##### MATERIAL PROVIDED #####

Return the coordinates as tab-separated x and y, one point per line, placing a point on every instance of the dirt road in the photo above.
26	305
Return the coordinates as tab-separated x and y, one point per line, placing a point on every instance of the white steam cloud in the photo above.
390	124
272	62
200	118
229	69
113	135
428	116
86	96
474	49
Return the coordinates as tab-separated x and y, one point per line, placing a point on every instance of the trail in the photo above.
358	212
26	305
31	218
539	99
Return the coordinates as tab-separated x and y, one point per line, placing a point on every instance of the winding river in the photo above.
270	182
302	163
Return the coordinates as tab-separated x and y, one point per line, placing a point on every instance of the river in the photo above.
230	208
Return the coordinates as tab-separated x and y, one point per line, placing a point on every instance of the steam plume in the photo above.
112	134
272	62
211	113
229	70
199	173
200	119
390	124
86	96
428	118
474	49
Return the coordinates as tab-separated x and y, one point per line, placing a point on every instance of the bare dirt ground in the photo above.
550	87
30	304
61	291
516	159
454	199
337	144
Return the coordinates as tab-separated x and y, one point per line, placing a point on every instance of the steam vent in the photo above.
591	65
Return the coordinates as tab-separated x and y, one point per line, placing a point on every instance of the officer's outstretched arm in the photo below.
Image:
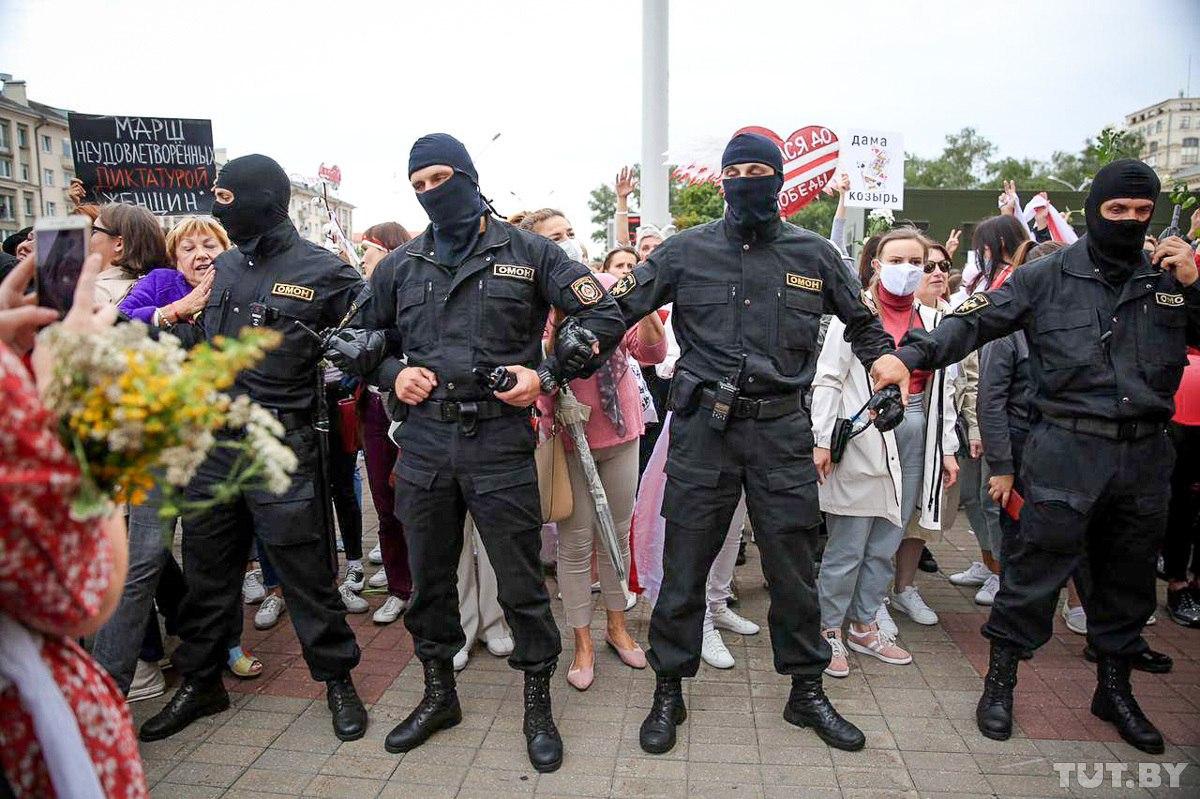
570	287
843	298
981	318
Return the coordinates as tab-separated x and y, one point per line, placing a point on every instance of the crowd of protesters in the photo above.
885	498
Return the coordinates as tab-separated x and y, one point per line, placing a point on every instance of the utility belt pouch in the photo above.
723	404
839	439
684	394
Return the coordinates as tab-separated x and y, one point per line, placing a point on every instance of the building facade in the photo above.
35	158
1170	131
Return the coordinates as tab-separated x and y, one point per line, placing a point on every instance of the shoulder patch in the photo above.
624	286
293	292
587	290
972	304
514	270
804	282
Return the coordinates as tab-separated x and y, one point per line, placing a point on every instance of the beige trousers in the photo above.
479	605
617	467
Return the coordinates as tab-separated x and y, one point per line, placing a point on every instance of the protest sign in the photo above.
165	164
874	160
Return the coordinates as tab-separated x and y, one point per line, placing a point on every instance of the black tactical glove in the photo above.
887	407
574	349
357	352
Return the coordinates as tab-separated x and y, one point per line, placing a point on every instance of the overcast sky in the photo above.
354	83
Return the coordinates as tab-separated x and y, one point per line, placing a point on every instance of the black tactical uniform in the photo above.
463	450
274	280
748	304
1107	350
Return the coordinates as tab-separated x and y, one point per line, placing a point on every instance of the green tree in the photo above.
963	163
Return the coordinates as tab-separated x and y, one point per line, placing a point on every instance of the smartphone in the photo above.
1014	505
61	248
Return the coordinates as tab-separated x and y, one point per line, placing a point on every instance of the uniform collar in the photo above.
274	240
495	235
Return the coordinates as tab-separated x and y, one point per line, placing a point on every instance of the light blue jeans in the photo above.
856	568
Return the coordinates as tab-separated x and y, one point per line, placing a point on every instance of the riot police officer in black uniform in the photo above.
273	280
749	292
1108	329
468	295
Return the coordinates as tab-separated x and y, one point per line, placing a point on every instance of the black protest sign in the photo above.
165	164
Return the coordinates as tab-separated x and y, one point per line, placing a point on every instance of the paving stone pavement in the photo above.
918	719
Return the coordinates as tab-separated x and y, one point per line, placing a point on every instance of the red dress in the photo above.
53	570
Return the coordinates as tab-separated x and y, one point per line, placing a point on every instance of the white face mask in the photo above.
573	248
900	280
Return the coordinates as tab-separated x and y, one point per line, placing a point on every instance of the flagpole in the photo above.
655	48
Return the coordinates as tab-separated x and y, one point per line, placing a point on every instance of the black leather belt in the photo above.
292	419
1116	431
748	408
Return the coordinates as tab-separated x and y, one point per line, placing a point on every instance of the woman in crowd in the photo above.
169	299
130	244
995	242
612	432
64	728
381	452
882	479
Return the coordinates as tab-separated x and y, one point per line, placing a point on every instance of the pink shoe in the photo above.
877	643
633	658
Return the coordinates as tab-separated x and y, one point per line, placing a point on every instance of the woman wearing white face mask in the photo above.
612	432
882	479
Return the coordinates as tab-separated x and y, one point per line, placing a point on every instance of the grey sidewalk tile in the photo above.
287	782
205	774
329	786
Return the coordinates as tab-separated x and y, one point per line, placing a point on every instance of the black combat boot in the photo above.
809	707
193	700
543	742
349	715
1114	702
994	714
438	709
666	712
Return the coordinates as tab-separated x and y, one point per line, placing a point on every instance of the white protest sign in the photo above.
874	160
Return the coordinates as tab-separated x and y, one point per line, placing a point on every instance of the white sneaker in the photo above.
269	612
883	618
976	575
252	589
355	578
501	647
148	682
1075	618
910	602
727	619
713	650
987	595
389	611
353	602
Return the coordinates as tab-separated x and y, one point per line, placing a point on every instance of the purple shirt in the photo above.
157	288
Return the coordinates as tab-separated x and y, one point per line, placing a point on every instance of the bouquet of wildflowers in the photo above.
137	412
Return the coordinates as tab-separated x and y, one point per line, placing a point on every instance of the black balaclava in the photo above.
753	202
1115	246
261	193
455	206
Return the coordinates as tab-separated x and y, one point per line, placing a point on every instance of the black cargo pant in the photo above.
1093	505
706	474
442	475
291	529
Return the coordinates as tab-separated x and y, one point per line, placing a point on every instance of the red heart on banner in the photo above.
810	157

#####
##### MATERIAL PROVIDED #####

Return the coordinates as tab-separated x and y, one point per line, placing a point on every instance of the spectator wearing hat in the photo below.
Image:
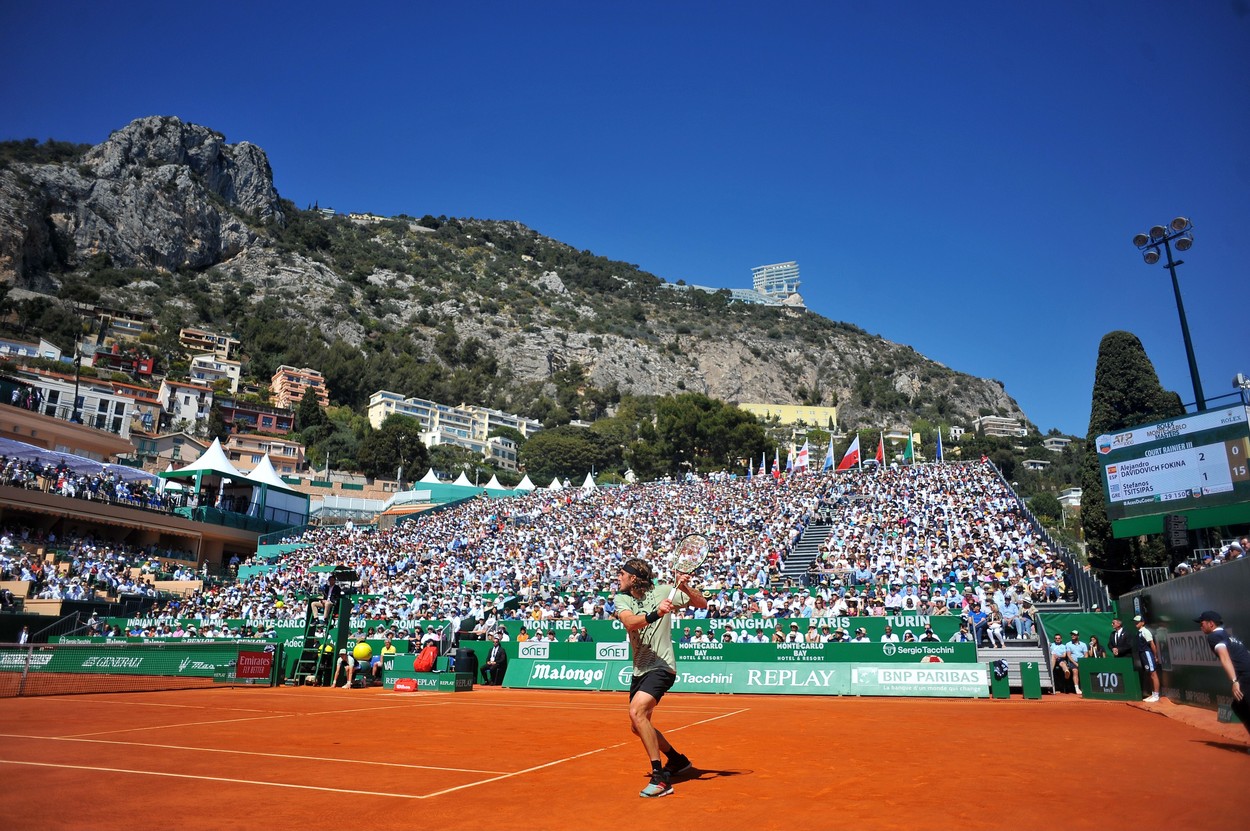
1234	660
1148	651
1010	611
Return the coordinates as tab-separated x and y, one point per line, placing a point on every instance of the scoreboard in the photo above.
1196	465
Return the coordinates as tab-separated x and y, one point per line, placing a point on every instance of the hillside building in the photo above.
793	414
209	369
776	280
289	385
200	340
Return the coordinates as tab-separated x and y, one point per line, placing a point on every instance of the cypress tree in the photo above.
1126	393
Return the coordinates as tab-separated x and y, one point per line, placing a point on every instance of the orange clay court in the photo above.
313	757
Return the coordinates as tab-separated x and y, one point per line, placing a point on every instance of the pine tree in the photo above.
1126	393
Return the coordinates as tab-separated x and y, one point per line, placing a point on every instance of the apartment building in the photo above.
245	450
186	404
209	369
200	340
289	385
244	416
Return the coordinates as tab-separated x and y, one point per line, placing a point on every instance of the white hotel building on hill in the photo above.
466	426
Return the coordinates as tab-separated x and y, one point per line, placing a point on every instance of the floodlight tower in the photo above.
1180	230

#####

Gather every line of the material above that contains the string "below", and treat uppercase and lowercase as different.

Return the coordinates as tab-separated x and y, one point per line, placing a point on every instance of the officer's outstretched arm in the photo below.
Return the coordinates as tab-separated x and y, one point per line, placing a point on every instance of the spectator wearing hat in the photo below.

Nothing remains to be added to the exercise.